:: DATA PROVIDED

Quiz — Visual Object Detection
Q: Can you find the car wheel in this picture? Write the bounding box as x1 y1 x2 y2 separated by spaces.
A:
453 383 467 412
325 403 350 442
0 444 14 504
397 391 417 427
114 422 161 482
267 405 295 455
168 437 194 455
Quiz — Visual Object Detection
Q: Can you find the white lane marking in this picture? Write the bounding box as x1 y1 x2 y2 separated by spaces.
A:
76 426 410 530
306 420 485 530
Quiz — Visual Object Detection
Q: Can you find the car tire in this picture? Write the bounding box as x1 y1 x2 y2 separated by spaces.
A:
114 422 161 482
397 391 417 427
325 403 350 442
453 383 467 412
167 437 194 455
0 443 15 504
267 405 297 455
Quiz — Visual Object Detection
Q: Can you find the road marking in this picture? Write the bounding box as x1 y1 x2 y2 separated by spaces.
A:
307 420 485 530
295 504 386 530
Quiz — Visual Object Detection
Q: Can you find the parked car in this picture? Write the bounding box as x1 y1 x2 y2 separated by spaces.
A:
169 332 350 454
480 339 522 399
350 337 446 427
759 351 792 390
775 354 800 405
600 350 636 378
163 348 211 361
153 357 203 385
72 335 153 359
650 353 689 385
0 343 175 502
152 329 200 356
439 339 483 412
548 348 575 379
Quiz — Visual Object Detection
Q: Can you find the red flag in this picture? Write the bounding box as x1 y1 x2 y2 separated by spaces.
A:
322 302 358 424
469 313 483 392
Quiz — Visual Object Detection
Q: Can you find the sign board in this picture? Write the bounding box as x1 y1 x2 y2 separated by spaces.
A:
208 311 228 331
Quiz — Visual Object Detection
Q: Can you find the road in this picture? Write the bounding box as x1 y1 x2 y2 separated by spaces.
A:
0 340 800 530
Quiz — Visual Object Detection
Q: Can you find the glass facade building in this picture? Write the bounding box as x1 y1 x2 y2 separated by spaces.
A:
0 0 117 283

::::

TO DO
Format every line from the beginning of the entries through the line containing "295 504 386 530" as a Markdown table with the columns Row and Line text. Number each row and leave out blank lines.

SOLUTION BELOW
| Row | Line text |
|---|---|
| 1 | Quiz — Visual Object Detection |
| 2 | Q: Can you find the car wheel in this picture? Write the bounding box as x1 y1 x2 y2 separated by spaces. |
| 3 | A: |
| 4 | 453 383 467 412 |
| 5 | 325 403 350 442 |
| 6 | 0 444 14 504 |
| 7 | 397 391 417 427 |
| 8 | 114 422 161 482 |
| 9 | 267 405 295 455 |
| 10 | 168 437 194 455 |
| 11 | Quiz — Visual Object Detection |
| 12 | Q: Can you find the white lane marking in this picture? Write the bounding box as x1 y1 x2 y2 separated by spaces. |
| 13 | A: |
| 14 | 76 426 410 530 |
| 15 | 306 420 485 530 |
| 16 | Quiz — Visual Object Detection |
| 17 | Q: Can you find the car tire in this picture? Write the bounding box as x1 y1 x2 y2 separated by spaces. |
| 18 | A: |
| 19 | 114 422 161 482 |
| 20 | 397 391 417 427 |
| 21 | 325 403 350 442 |
| 22 | 453 383 467 412 |
| 23 | 167 437 194 455 |
| 24 | 0 443 15 504 |
| 25 | 267 405 297 455 |
| 26 | Quiz — Visual Object Detection |
| 27 | Q: Can you find the road marking in this picture? Write the bounding box as x1 y1 x2 y2 separated by spaces. |
| 28 | A: |
| 29 | 307 420 485 530 |
| 30 | 295 504 386 530 |